Last month I received word that the twenty-nine year old daughter of a fellow food blogger was diagnosed with breast cancer and is beginning a multi-month course of treatment. Several bloggers offered to do guest blogs for her as a way for her to keep her food blog going, and giving her a break as well. I was happy to be part of this effort and submitted the following post to her. You’ll note that I have also added a badge on my site that will take you to the donation page for the Susan G. Komen Foundation, should you wish to make a contribution. However you can lend support, the important message, as stated at the end of my post, is that we will never stop fighting until there’s a cure.
Greetings to all the Creative Culinary followers! My name is Ann and I write a small food blog called Dinner Is Served, which was the name of the personal chef business I started right after graduating from culinary school (way back when). I am honored to be a part of Barb’s food world, as she takes the time she needs to support her daughter, Lauren in her fight with breast cancer.
Like many, cancer has affected my immediate family as well, with my younger sister undergoing extensive treatment for and ultimately winning the battle against Hodgkin’s Lymphoma about fifteen years ago. This post is dedicated to all who bravely face this disease, their family and friends, and the doctors, nurses and care givers who heal and cure.
I told Barb I would focus on a pink theme in honor of breast cancer awareness. I was inspired by a bounty of fruits, vegetables, seafood and spices, all in varying shades of pink. So much so, I created a special Pinterest board called “Pretty in Pink.” It was a reminder to me of the simple beauty of nature.

TASK INSTRUCTIONS:
**A)** In the blog post about the pink theme, what did Ann name the special Pinterest board she created?
**B)** Duplicate the blog post word for word, starting at "Greetings to all" and continuing down to "heal and cure.".

DATA EXCERPTS:

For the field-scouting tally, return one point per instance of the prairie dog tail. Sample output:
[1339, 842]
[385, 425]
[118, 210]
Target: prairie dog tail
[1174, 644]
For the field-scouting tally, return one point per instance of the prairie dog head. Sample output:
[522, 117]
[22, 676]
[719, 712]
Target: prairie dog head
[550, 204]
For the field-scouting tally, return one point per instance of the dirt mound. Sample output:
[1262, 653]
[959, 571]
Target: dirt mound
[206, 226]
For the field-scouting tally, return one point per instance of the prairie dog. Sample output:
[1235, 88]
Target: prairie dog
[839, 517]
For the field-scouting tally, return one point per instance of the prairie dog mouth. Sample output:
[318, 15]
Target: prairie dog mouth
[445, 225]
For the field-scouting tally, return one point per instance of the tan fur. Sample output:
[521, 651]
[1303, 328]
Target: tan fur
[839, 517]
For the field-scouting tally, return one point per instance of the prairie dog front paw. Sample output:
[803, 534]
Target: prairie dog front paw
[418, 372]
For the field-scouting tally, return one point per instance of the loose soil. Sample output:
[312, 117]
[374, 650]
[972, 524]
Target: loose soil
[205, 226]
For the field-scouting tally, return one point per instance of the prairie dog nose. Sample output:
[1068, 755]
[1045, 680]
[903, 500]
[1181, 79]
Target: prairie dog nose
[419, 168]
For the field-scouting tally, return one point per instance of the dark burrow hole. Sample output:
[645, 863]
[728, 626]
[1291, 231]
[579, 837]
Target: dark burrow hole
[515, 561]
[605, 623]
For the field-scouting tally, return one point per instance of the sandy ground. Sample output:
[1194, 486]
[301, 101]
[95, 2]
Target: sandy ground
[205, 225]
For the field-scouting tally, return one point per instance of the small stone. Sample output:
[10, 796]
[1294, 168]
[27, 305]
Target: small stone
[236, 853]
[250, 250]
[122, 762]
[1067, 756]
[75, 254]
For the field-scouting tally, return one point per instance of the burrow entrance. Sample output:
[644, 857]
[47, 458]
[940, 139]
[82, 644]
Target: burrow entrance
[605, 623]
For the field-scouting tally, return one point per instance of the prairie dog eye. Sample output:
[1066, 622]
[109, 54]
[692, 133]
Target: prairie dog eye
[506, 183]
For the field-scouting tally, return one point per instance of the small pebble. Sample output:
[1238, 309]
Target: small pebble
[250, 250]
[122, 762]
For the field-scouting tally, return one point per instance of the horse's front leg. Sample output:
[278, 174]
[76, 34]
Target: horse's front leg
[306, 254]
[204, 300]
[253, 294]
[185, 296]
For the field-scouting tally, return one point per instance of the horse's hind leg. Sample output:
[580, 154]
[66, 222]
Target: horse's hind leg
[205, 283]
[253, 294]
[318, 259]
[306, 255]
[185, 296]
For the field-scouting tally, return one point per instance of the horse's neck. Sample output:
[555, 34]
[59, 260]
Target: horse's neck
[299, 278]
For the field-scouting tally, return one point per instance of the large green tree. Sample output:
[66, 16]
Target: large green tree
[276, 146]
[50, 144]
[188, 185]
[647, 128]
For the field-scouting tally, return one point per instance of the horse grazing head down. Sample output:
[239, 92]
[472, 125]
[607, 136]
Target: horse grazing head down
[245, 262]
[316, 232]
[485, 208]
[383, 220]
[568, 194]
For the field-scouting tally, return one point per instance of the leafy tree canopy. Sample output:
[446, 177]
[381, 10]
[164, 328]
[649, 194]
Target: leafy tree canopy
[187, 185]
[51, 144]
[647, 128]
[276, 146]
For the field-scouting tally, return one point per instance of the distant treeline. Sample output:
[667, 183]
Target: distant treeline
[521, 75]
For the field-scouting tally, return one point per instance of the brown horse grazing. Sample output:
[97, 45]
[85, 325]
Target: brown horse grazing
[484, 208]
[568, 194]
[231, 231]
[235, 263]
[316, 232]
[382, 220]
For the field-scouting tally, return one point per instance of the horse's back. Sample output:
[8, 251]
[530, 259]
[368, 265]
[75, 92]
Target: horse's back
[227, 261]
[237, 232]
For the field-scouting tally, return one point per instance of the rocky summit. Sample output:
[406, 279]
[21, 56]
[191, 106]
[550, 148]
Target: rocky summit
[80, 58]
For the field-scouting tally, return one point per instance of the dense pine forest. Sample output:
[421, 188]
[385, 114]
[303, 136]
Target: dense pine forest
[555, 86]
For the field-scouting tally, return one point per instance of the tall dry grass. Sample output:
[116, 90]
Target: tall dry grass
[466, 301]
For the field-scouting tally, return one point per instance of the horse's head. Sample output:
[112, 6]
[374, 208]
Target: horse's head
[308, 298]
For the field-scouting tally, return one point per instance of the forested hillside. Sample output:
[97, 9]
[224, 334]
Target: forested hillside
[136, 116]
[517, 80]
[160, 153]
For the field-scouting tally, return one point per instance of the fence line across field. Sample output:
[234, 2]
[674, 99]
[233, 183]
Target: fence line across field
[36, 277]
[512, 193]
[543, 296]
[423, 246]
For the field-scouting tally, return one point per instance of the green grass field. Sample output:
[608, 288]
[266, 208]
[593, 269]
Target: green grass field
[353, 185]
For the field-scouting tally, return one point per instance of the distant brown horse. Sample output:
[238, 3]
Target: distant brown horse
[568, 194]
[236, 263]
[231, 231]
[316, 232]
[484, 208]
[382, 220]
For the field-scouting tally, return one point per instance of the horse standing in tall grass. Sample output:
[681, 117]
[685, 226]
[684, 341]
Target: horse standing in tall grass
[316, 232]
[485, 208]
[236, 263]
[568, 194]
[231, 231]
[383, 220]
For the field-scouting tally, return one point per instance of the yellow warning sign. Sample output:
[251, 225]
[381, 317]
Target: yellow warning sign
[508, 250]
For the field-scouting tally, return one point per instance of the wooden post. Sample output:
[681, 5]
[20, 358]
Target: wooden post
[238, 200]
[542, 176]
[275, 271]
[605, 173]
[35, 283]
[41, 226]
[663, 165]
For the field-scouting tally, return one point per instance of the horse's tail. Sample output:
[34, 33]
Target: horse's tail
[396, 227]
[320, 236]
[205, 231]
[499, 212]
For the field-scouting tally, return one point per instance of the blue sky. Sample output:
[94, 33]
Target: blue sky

SOLUTION LIST:
**A)** Pretty in Pink

**B)**
Greetings to all the Creative Culinary followers! My name is Ann and I write a small food blog called Dinner Is Served, which was the name of the personal chef business I started right after graduating from culinary school (way back when). I am honored to be a part of Barb’s food world, as she takes the time she needs to support her daughter, Lauren in her fight with breast cancer.
Like many, cancer has affected my immediate family as well, with my younger sister undergoing extensive treatment for and ultimately winning the battle against Hodgkin’s Lymphoma about fifteen years ago. This post is dedicated to all who bravely face this disease, their family and friends, and the doctors, nurses and care givers who heal and cure.